[Part of a data file]
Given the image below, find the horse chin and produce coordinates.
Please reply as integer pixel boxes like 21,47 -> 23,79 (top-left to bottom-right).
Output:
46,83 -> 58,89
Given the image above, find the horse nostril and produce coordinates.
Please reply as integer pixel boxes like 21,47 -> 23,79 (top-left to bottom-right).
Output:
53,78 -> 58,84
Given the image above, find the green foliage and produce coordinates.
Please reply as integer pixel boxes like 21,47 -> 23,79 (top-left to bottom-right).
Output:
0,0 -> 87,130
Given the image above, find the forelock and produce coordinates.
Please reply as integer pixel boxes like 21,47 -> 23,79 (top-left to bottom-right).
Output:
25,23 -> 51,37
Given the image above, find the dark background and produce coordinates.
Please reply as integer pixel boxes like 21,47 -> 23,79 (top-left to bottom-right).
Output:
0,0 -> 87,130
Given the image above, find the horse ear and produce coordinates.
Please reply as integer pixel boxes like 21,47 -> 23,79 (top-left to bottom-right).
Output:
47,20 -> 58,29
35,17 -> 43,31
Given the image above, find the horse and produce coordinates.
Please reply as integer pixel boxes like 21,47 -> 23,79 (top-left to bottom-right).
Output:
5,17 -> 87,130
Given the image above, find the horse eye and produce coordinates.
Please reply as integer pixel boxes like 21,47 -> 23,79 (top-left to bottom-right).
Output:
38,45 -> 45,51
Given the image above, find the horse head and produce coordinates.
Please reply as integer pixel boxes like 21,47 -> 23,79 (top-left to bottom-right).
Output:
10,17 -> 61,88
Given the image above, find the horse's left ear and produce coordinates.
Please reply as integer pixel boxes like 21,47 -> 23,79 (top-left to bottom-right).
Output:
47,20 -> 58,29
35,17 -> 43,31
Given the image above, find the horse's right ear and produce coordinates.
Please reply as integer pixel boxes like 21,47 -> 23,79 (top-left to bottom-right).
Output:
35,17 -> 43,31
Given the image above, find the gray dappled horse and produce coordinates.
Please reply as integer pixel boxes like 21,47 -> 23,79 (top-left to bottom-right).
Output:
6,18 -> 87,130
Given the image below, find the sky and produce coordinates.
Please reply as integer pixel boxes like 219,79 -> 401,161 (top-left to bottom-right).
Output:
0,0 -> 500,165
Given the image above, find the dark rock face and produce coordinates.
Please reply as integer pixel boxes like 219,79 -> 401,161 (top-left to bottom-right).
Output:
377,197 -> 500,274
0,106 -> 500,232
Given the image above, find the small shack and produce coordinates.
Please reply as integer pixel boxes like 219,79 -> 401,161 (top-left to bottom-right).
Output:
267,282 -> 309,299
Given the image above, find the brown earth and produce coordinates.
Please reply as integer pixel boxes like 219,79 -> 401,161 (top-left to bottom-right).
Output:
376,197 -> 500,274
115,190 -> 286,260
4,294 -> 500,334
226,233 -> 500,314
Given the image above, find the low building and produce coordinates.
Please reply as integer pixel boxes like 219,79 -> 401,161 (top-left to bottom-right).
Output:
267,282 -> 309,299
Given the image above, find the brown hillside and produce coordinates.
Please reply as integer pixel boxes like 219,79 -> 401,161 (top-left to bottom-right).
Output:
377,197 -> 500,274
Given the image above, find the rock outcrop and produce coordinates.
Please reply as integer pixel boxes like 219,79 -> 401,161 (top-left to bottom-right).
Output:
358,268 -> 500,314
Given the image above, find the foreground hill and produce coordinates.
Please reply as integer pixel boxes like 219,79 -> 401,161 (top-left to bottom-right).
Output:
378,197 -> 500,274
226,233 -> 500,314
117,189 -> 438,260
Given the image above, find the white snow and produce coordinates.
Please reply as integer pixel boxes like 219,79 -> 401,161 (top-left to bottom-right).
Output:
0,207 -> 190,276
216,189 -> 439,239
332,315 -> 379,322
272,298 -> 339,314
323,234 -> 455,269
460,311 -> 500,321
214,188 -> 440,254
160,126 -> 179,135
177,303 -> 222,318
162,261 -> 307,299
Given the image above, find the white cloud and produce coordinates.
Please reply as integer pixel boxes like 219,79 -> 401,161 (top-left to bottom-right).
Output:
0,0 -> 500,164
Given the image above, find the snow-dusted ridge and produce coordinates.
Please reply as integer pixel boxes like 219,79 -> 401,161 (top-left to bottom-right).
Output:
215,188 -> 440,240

● **PROMPT**: Collect each line in the records above that contains the word "brown" and copy it in full.

● **RESPONSE TO THE EXERCISE**:
Given the image above, find the brown earth and produce coordinates.
Given the image above, find the brown hillside and produce coordinates.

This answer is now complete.